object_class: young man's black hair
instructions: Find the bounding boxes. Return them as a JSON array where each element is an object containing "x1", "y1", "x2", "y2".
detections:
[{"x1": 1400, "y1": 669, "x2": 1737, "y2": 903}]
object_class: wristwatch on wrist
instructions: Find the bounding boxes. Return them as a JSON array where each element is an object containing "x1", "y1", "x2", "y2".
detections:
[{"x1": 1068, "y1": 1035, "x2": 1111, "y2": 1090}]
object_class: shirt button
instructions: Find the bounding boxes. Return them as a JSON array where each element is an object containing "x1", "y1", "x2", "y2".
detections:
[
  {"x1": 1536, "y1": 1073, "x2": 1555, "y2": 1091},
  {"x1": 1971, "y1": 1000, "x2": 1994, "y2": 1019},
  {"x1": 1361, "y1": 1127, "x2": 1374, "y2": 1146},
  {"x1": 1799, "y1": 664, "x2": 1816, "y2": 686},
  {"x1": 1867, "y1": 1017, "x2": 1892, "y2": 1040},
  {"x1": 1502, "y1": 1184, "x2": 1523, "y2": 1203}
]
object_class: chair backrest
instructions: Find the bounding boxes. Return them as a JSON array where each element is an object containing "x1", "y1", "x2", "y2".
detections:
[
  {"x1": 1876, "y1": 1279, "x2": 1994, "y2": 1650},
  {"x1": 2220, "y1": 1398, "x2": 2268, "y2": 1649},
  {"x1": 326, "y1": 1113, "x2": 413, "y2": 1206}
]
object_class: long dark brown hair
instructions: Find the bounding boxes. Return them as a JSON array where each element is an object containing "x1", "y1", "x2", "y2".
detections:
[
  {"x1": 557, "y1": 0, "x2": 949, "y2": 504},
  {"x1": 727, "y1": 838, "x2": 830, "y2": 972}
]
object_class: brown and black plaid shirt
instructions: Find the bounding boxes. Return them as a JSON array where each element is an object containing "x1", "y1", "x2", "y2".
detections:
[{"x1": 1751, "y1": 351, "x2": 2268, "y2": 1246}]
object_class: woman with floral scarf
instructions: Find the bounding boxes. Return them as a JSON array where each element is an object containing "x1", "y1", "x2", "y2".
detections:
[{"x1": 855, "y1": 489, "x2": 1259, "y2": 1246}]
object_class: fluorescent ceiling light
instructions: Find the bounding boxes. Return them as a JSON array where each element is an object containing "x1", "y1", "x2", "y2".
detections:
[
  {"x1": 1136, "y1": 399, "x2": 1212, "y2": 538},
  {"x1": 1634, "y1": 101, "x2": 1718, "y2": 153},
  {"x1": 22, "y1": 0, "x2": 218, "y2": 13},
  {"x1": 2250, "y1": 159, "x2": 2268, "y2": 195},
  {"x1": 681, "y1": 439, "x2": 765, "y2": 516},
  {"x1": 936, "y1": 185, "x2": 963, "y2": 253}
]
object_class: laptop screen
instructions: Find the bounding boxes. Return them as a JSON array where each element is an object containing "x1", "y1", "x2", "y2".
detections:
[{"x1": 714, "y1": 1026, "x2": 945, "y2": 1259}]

_THE PROBLEM_:
Could you please repeat the data exactly as given?

_EXERCISE OUTPUT_:
object_class: young man's black hair
instructions: Find the bounding boxes. Return them as a JSON array where each element is an object containing "x1", "y1", "x2", "y2".
detections:
[{"x1": 1400, "y1": 669, "x2": 1737, "y2": 903}]
object_class: wristwatch on wrist
instructions: Find the bounding boxes. Return them as a JSON array where each element is an object containing "x1", "y1", "x2", "y2".
detections:
[{"x1": 1068, "y1": 1035, "x2": 1111, "y2": 1090}]
object_class: shirt button
instructions: Find the bounding boxes. Return them as a JSON array where each element is an object containing "x1", "y1", "x2", "y2".
detections:
[
  {"x1": 1536, "y1": 1073, "x2": 1555, "y2": 1091},
  {"x1": 1971, "y1": 1000, "x2": 1994, "y2": 1019},
  {"x1": 1361, "y1": 1127, "x2": 1374, "y2": 1146},
  {"x1": 1799, "y1": 664, "x2": 1816, "y2": 686},
  {"x1": 1867, "y1": 1017, "x2": 1892, "y2": 1040},
  {"x1": 1502, "y1": 1184, "x2": 1523, "y2": 1203}
]
object_class: chair backrest
instructions: Find the bounding boxes. Return them as a JSON array where each element is an object containing "x1", "y1", "x2", "y2".
detections:
[
  {"x1": 1876, "y1": 1279, "x2": 1994, "y2": 1650},
  {"x1": 2220, "y1": 1398, "x2": 2268, "y2": 1649},
  {"x1": 326, "y1": 1113, "x2": 413, "y2": 1206}
]
object_class: long dark brown hair
instructions: Find the bounding boxes. Return them as a JSON array where each element is an object containing "x1", "y1", "x2", "y2".
detections:
[
  {"x1": 557, "y1": 0, "x2": 949, "y2": 504},
  {"x1": 727, "y1": 838, "x2": 830, "y2": 972}
]
object_class: brown and black plaid shirt
instructions: Find the bounding boxes. Return them as a JSON array where each element is an object containing "x1", "y1", "x2", "y2".
detections:
[{"x1": 1751, "y1": 351, "x2": 2268, "y2": 1246}]
object_class: woman with floral scarf
instructions: Find the bounding boxes. Return them as a JSON array where each element is an object containing "x1", "y1", "x2", "y2".
detections:
[{"x1": 855, "y1": 489, "x2": 1259, "y2": 1246}]
object_class: fluorescent ceiling light
instructions: Find the bounding boxes. Return them as a JSON array where each element is an object containing "x1", "y1", "x2", "y2".
detections:
[
  {"x1": 1136, "y1": 399, "x2": 1212, "y2": 538},
  {"x1": 1634, "y1": 101, "x2": 1718, "y2": 153},
  {"x1": 22, "y1": 0, "x2": 218, "y2": 13},
  {"x1": 2250, "y1": 159, "x2": 2268, "y2": 195},
  {"x1": 681, "y1": 439, "x2": 765, "y2": 516},
  {"x1": 936, "y1": 185, "x2": 963, "y2": 253}
]
object_class: laptop screen
instructions: Find the bounding boxes. Return them as a JSON array where each element is an object containing "x1", "y1", "x2", "y2".
detections:
[{"x1": 714, "y1": 1026, "x2": 945, "y2": 1259}]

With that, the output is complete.